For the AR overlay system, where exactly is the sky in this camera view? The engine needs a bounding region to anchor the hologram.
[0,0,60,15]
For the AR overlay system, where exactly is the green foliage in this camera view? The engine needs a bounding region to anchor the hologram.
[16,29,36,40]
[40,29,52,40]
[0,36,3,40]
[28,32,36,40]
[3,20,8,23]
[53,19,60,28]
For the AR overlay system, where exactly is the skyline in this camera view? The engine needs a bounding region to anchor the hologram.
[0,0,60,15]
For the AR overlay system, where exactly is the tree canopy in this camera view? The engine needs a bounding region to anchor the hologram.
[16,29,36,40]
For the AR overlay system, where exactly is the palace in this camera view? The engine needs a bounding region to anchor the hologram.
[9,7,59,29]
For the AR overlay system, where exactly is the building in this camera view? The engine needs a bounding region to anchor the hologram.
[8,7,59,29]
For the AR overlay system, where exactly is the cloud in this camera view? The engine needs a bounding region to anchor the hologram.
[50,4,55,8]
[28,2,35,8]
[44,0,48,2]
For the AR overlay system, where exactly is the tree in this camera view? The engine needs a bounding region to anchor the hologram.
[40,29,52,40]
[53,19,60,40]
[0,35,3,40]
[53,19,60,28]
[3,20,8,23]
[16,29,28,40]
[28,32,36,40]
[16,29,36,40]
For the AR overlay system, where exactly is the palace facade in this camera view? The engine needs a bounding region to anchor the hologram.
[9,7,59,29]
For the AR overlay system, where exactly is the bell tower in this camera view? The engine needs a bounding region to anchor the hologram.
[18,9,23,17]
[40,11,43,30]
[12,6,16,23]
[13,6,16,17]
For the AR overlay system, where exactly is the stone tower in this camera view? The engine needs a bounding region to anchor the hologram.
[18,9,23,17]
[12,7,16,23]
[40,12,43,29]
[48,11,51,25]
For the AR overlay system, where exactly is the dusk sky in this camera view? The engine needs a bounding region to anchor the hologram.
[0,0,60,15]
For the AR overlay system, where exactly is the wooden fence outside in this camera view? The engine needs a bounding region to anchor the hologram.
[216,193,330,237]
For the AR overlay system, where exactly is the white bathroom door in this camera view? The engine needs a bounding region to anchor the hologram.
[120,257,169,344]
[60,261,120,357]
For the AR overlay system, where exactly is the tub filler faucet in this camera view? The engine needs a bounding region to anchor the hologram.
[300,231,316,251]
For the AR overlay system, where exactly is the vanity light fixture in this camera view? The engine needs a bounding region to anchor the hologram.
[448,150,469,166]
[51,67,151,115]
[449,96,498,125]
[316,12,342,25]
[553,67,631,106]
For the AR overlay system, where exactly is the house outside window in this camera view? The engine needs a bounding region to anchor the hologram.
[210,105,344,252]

== == ==

> [The request]:
Reproduce the rows above, requests included, from the first line through the line that contains "[13,6,16,17]". Multiply every bounding-box coordinate in the answers by 0.55 and round each result to a whole number, with halves rounded up.

> [Complete answer]:
For the AR overlay system, where exactly is the sky in this camera view? The engine needs a bounding region to anchor the hologram.
[0,0,33,8]
For the AR overlay system, where exactly is the green foliage in this camera view? The engine needs a bounding region to anchor the hologram.
[9,16,20,22]
[22,16,29,22]
[0,20,2,22]
[15,18,20,22]
[2,11,4,13]
[29,10,33,15]
For the AR overlay system, where exactly is the skyline in this camera view? The engine needs a bounding region to anchor the hologram.
[0,0,33,8]
For the AR overlay system, where exactly is the tree canopy in this camera view? The engine needs a bounding region to anchor the hologram.
[9,16,20,22]
For the AR overlay system, where exactly is the palace in this camera view? The engine needs a bounding region to anchor the hologram.
[5,4,32,16]
For the AR overlay system, where exactly is the building in this camera view? The engine needs a bounding region to anchor the hologram.
[4,4,32,16]
For the AR overlay system, where exactly is the cloud in this camera view? The engine needs a bounding region to anchor the hologram.
[28,2,30,4]
[15,1,19,4]
[24,0,26,1]
For the AR overlay system, where exactly is the tree in this camera view? The engine needs a bounding region to anchor the hologram.
[22,16,29,22]
[29,10,33,22]
[0,19,2,22]
[29,10,33,15]
[2,11,4,13]
[9,16,15,22]
[15,18,20,22]
[9,16,20,22]
For the AR overlay system, where exactly is the palace facade in this camera view? The engine needs a bounding region to anchor the hologram.
[5,4,32,16]
For the AR overlay system, where exactly is the bell tower in this camera view? The engine needs a bounding region to anchor the hologram.
[10,5,13,9]
[22,6,24,17]
[7,3,9,13]
[7,3,9,9]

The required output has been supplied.